Alıştırma görevleri:
A – Girdilerde "parked car -> point" ifadesini içeren satırdan başlayıp girdilerin sonuna kadar uzanan her şeyi, o satır da dahil olmak üzere aynen yazın.
B – İran'daki kadın hareketini anlatan metni kaldığı yerden sürdürün.

Alıntılanan metin:

★ ★ ★ ★ ★

İran kadın hareketinin, öğrenci, işçi ve tarım hareketlerine kıyasla İran'daki en güçlü hareketlerden biri olduğunu vurgulayan Sosan Rokhesh, ‘Kadın hareketi ve her bastırmada bir kez bir kampanya biçiminde, bir kez bir sivil toplum biçiminde gücünü yükseltmiştir. Mücadeleler arttıkça baskılar da artıyor çünkü kadınların gücünden korkuyorlar. Böyle bir toplumda bu zulmün en büyük sembollerinden biri de başörtüsü. Kadınlar şahsında baskılar toplumlara da yansıdı” sözlerine yer verdi.

‘Kadın hareketi önemli ölçüde büyüdü’

Zorunlu başörtüsüne karşı mücadele konusunu da değerlendiren Sosan Rokhesh, “Sokakta bir mollanın önünde duran bir kadından bu meselelere karşı örgütlü bir şekilde mücadele edenlere kadar mücadele farklı biçimler aldı. Kadın hareketi önemli ölçüde büyüdü ve bu hareket örgütlü ya da örgütsüz tüm İran'da bir ayaklanmaya neden oldu ve bu ayaklanma sadece ana faktörden, kadınların ezilmesinden kaynaklanıyor, ancak unutmayalım ki çoğunlukla erkekler biçim değiştirmeye çalışıyor. 89 yaşında hayatını kaybeden Mısırlı önde gelen doktor, feminist ve yazar Nawal El Saadawi de ‘Ortak bir noktamız var, o da tüm hareketlerin kardeşçe mücadeleye katılımdır’ diyordu” dedi. 

‘Gilan kadınları mücadelede önemli bir rol oynadı’

Sosan Rokhesh, Gilan kadınların rolü hakkında da şu bilgilendirmede bulundu: “Mazandaran ve Gilan'ın tarihine bakarsanız, kadınların toplum ekonomisinde her zaman çok önemli bir rol oynadığını göreceksiniz. Mazandaran'a bakın, kadınların toplum ekonomisinde her zaman çok önemli bir rol oynadığını görebilirsiniz, çünkü bu bölgenin ana ürünleri pirinçtir ve pirinç kadınların eseridir ve bu nedenle kadınlar her zaman ekonomik bir rol oynadılar, sonuç olarak sosyal bir rol de oynadılar, çünkü bunu kadınlar kendileri yapmak zorunda, işi onlar yönetti, insanlar karışmadı, kadın kahyalar bile kadın pirinç işçisi tuttu. Aslında bu bölgede uzun bir kadın bağımsızlığı tarihi var ve bu nedenle Gilan ve Mazandaran (Hazar Denizi bölgesi) kadınları genellikle çok önemli bir rol oynayarak sahneye çok net bir şekilde girdiler ve kendi hakları için mücadele ettiler.”

★ ★ ★ ★ ★

Sağlanan veriler:
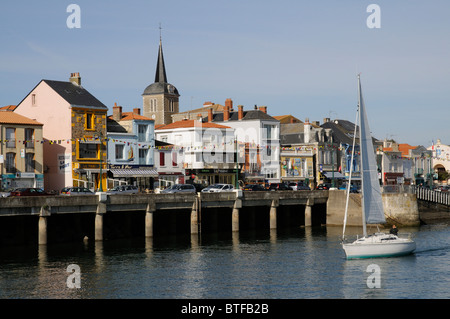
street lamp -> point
(100, 136)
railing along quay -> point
(422, 193)
(429, 195)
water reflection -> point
(294, 263)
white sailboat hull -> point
(379, 245)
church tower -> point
(160, 99)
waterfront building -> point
(308, 153)
(74, 132)
(403, 164)
(207, 150)
(21, 151)
(441, 160)
(287, 119)
(160, 99)
(169, 164)
(258, 137)
(131, 142)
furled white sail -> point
(372, 200)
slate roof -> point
(248, 115)
(191, 123)
(75, 94)
(342, 131)
(8, 117)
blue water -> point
(288, 264)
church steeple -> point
(160, 99)
(160, 76)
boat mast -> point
(361, 150)
(350, 175)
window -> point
(10, 137)
(89, 121)
(174, 159)
(10, 163)
(29, 162)
(29, 138)
(143, 155)
(142, 133)
(119, 151)
(153, 105)
(269, 131)
(88, 150)
(162, 159)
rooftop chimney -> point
(210, 117)
(75, 78)
(117, 112)
(226, 113)
(307, 130)
(240, 112)
(229, 103)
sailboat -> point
(379, 244)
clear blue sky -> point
(295, 57)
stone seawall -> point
(399, 209)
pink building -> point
(74, 132)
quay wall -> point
(399, 209)
(98, 217)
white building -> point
(207, 150)
(258, 136)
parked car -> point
(323, 187)
(198, 186)
(76, 191)
(180, 188)
(279, 187)
(254, 187)
(6, 193)
(303, 187)
(28, 191)
(124, 189)
(218, 188)
(298, 186)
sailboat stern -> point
(379, 245)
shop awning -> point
(336, 175)
(134, 172)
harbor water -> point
(298, 263)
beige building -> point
(21, 151)
(160, 99)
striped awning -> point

★ ★ ★ ★ ★

Yanıtlar:
A –
parked car -> point
(323, 187)
(198, 186)
(76, 191)
(180, 188)
(279, 187)
(254, 187)
(6, 193)
(303, 187)
(28, 191)
(124, 189)
(218, 188)
(298, 186)
sailboat stern -> point
(379, 245)
shop awning -> point
(336, 175)
(134, 172)
harbor water -> point
(298, 263)
beige building -> point
(21, 151)
(160, 99)
striped awning -> point

B –
‘Jina’nın ardından olay yerine ilk Gilan halkı gitti’

“Hanlık döneminin tarihinde bile,  kadınları sahneden uzaklaştırmaya çalışsalar da kadınların rolünü, mücadeleye nasıl katıldıklarını görüyoruz. Meşrutiyet döneminde ilk kadın örgütü Gilan'da kurulmuş, Feminist kadınlar da İran'ın savaşçılarından ya da ilk feministlerinden biri olan fedakar Roshank tarafından oluşturulmuştur. Şimdi bile Gilan ve Mazandaran kadınları rollerini örgütlü ve örgütsüz biçimde oynuyorlar ve gizliden gizliye savaşıyorlar ve asla öne çıkmıyorlar. Jina Mahsa Amini'nin katledilme haberinin açıklanmasının ardından olay yerine ilk giren ve ilk can kayıplarını veren bölgelerden biri olan Gilan’dır.”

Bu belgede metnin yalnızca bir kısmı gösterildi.